Come si viene a capo della progressiva ingovernabilità dei pronto soccorso di Napoli e della Campania?
«È da anni che si discute delle difficoltà dei nostri principali presidi di pronto soccorso e della inadeguatezza del sistema di cure territoriali.

Ogni attenta analisi conduce inevitabilmente a considerare le cause socio-economiche legate alla transizione demografica ed epidemiologica (aumento della popolazione anziana, conseguente aumento delle malattie croniche). Il principale indicatore di tale condizione è il sovraffollamento dei Pronto Soccorso, in particolare nelle città e nelle aree metropolitane ad alta densità abitativa. Bisogna approfondire l'analisi e guardare soprattutto ai dati riguardanti la tipologia dei ricoveri in urgenza».

E dunque?
«I dati indicano che il 75-80 per cento dei ricoveri (urgenti ma anche programmati) riguarda pazienti cronici. Oggi circa il 40 per cento della popolazione è affetta da almeno una patologia cronica. Questo dato fornisce la misura del tipo di domanda di salute espressa e della relativa complessità legata a situazioni di multi-morbosità e delle fragilità. Per far fronte a questa complessità si deve necessariamente avviare una revisione delle logiche organizzative e gestionali e dare impulso a innovazioni nei processi delle relazioni interprofessionali riguardanti, in modo orizzontale i medici di medicina generale, gli specialisti ambulatoriali e i medici ospedalieri».

Dati forniti:
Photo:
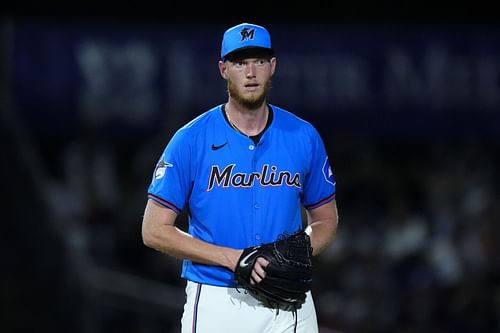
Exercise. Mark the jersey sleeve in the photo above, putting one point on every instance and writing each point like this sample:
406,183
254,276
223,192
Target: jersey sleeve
320,185
170,184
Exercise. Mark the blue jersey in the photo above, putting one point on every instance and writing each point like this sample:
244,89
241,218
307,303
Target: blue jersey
239,193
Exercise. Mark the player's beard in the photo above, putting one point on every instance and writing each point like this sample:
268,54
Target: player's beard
252,102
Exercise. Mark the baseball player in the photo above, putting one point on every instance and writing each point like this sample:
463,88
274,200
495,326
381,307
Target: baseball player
243,169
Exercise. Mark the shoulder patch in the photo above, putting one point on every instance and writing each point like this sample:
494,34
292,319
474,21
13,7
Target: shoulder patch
327,172
160,169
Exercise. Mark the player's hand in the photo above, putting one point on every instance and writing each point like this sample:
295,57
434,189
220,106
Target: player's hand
259,270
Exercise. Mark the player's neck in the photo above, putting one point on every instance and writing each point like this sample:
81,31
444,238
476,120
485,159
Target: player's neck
246,121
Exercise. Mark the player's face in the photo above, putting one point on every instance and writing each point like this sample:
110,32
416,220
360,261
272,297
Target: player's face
249,80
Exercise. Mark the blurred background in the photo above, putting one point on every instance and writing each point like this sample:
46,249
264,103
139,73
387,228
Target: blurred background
406,98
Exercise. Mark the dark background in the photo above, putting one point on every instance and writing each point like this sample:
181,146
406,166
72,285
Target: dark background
413,133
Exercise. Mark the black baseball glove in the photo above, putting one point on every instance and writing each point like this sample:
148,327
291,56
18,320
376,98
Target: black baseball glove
288,275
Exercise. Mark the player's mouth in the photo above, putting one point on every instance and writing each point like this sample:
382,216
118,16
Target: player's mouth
252,86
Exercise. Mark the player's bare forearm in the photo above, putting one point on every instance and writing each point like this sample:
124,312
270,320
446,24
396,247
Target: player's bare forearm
323,226
160,233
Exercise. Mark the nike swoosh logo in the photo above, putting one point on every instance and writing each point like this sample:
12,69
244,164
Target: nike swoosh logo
214,147
243,262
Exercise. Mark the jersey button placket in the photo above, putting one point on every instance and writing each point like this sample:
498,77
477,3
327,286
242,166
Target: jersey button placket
255,191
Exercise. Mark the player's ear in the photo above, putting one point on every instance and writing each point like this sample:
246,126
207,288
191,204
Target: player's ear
273,65
223,69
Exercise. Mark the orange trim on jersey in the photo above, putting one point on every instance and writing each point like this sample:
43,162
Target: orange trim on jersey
195,308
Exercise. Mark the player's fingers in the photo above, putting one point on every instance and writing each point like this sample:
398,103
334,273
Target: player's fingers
262,262
258,273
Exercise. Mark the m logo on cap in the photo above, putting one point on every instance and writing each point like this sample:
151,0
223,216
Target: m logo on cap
247,34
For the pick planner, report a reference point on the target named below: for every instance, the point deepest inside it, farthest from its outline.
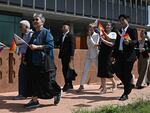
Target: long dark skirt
(41, 85)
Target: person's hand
(33, 47)
(142, 50)
(126, 42)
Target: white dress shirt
(122, 39)
(91, 42)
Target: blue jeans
(22, 79)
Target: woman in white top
(92, 53)
(105, 69)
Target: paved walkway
(90, 98)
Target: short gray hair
(26, 23)
(40, 16)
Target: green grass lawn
(137, 107)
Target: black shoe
(65, 88)
(32, 104)
(70, 86)
(57, 99)
(140, 87)
(132, 86)
(123, 97)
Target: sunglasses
(35, 19)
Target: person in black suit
(125, 55)
(66, 54)
(143, 61)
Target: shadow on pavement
(15, 107)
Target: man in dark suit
(66, 54)
(125, 55)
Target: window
(15, 2)
(61, 5)
(79, 7)
(70, 6)
(39, 4)
(28, 3)
(87, 8)
(9, 26)
(50, 5)
(95, 8)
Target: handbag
(71, 73)
(47, 63)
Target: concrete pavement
(90, 98)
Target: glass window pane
(15, 2)
(87, 8)
(61, 5)
(79, 7)
(103, 9)
(9, 26)
(95, 8)
(28, 3)
(70, 6)
(3, 1)
(39, 4)
(50, 4)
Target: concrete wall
(9, 69)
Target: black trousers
(123, 70)
(65, 66)
(41, 85)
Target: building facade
(77, 13)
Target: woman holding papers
(92, 53)
(41, 68)
(143, 61)
(104, 58)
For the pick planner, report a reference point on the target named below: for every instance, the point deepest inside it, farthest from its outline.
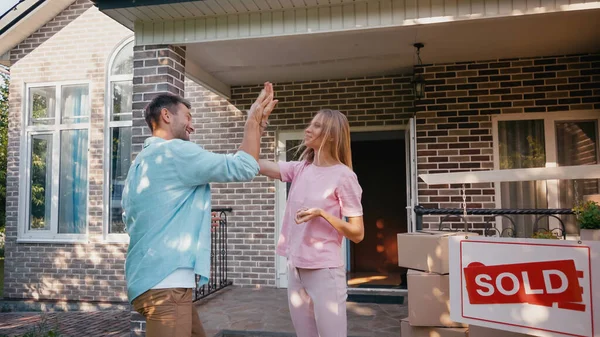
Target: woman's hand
(306, 214)
(263, 106)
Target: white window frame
(108, 125)
(52, 235)
(550, 119)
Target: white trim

Completa quanto segue:
1) Rispondi a queste domande sul testo dedicato ai pronto soccorso:
(a) Quale percentuale dei ricoveri riguarda pazienti cronici?
(b) Quale quota della popolazione è affetta da almeno una patologia cronica?
(c) Che cosa viene indicato come principale indicatore della condizione descritta?
2) Elenca tutte le categorie di medici nominate nel testo dedicato ai pronto soccorso.
3) Estrai dal testo dedicato ai pronto soccorso il passo che inizia con "Come si viene" e prosegue fino a "di cure territoriali.", senza alcuna modifica.
Le righe riportate non sono necessarie per svolgere le attività.

Elenco delle risposte:
1)
(a) Il 75-80 per cento dei ricoveri, sia urgenti sia programmati.
(b) Circa il 40 per cento della popolazione.
(c) Il sovraffollamento dei Pronto Soccorso, in particolare nelle città e nelle aree metropolitane ad alta densità abitativa.

2)
- Medici di medicina generale
- Specialisti ambulatoriali
- Medici ospedalieri

3)
Come si viene a capo della progressiva ingovernabilità dei pronto soccorso di Napoli e della Campania?
«È da anni che si discute delle difficoltà dei nostri principali presidi di pronto soccorso e della inadeguatezza del sistema di cure territoriali.